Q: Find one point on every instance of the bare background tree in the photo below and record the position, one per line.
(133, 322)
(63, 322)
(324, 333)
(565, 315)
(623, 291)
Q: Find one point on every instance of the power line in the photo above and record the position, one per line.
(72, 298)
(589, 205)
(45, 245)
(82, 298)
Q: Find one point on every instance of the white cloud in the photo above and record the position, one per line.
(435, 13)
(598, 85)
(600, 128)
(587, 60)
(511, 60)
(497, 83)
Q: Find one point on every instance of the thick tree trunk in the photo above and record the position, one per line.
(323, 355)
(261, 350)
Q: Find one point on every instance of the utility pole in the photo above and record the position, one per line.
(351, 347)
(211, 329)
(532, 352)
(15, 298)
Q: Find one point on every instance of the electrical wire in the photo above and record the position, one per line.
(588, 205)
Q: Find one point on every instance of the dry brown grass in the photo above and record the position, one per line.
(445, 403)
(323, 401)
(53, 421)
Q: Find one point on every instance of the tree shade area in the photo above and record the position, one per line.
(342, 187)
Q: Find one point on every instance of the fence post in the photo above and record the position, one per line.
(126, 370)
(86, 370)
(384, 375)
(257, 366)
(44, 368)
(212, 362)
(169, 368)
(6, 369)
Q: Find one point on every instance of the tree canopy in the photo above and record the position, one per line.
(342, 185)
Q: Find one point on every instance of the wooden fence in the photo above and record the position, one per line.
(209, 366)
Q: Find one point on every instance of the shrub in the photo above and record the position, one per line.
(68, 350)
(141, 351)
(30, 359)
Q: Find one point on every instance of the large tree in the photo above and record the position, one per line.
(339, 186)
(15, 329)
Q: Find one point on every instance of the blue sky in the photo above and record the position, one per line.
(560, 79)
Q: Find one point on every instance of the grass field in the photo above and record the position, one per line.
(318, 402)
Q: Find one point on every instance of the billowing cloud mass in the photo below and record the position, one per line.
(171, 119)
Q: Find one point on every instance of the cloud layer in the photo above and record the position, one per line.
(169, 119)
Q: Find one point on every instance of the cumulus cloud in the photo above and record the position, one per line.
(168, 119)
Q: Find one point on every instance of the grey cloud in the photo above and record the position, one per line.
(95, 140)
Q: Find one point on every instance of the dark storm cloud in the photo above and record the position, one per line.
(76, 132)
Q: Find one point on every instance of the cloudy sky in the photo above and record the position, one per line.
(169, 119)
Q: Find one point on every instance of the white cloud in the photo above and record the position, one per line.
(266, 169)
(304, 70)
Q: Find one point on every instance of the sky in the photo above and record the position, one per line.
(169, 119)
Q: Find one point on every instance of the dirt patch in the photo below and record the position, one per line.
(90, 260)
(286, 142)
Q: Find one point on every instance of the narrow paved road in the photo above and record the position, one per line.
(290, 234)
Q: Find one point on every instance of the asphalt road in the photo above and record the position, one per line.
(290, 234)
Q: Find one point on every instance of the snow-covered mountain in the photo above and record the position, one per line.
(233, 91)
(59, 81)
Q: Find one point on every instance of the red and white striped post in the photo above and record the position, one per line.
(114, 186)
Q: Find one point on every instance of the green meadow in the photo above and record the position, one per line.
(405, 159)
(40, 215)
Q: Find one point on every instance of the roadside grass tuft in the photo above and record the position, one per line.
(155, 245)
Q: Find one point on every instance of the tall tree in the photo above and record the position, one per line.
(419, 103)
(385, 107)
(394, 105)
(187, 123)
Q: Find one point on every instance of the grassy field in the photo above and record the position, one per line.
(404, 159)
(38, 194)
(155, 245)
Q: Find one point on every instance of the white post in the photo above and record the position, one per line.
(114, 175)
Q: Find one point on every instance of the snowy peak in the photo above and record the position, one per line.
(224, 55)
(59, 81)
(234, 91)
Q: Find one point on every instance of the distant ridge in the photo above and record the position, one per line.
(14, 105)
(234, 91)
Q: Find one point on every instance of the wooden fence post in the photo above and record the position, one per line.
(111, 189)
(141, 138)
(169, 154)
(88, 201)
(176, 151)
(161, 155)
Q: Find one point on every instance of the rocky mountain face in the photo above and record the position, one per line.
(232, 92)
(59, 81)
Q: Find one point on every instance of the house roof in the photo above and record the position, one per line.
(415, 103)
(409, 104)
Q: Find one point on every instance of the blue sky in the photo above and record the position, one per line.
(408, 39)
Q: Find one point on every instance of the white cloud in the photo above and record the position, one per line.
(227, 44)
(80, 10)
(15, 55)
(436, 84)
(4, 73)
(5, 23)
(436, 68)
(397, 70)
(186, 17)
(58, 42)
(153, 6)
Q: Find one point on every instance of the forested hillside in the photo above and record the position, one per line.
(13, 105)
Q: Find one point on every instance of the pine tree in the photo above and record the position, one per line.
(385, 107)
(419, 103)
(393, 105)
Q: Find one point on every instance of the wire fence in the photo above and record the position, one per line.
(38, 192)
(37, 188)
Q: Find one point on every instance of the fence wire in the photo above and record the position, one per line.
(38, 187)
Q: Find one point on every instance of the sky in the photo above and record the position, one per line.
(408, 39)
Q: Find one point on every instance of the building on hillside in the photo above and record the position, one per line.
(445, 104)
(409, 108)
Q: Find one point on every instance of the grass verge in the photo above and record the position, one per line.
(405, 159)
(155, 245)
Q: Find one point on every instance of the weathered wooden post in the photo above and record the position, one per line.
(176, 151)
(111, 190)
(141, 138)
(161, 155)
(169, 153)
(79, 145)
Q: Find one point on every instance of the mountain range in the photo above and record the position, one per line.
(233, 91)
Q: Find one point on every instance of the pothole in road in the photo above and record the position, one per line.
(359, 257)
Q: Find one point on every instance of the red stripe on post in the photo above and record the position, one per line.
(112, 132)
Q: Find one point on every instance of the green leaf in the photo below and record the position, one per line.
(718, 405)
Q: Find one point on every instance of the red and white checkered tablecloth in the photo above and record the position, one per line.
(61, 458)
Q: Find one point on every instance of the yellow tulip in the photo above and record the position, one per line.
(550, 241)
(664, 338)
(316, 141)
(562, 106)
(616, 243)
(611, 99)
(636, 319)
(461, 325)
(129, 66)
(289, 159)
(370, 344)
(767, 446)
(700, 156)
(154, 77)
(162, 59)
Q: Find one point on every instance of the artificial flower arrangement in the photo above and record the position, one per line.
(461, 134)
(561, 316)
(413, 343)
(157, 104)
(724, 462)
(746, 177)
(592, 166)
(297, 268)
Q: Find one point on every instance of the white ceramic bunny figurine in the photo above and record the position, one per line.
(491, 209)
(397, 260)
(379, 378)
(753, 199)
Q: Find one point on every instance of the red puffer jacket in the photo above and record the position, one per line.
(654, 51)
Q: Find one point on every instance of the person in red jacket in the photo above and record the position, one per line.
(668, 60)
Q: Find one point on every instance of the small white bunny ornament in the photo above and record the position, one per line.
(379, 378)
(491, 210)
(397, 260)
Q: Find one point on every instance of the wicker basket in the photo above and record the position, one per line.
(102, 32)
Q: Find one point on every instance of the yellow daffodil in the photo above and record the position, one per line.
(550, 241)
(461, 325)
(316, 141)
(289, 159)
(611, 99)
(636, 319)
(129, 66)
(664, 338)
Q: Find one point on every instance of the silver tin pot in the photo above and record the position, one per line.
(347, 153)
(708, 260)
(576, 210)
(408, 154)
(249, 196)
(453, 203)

* Objective:
Starting at the line that has "Q: Find one point on every instance of the white ceramic" and continuing through the last of the rows, rewrite those lines with "wicker basket" swapped for "woven basket" and nothing else altered.

* Response:
Q: Find one point on every instance of the white ceramic bunny figurine in the photo above and record the position, one per line.
(491, 209)
(397, 260)
(379, 378)
(753, 199)
Q: Find one point on every instance of the red puffer jacket in the photo above and record the position, one per line.
(654, 51)
Q: Find one point on every instance of the person in red jacket in the photo above and record the position, one per line.
(668, 60)
Q: Find one point on every instance of the small white bunny ornament in the photo above and record the position, one per line.
(379, 378)
(491, 210)
(397, 260)
Q: Find one point on every instance of the woven basket in the photo above and record the position, one per line.
(102, 32)
Q: Find one point on every instance of the yellow daffodil in the photo above and record the position, one per line.
(550, 241)
(461, 325)
(316, 141)
(289, 159)
(611, 99)
(636, 319)
(129, 66)
(664, 338)
Q: Find one point on every instance of the silver tin pot in the photo above and record the position, one per line.
(347, 153)
(708, 260)
(576, 210)
(408, 154)
(249, 196)
(453, 203)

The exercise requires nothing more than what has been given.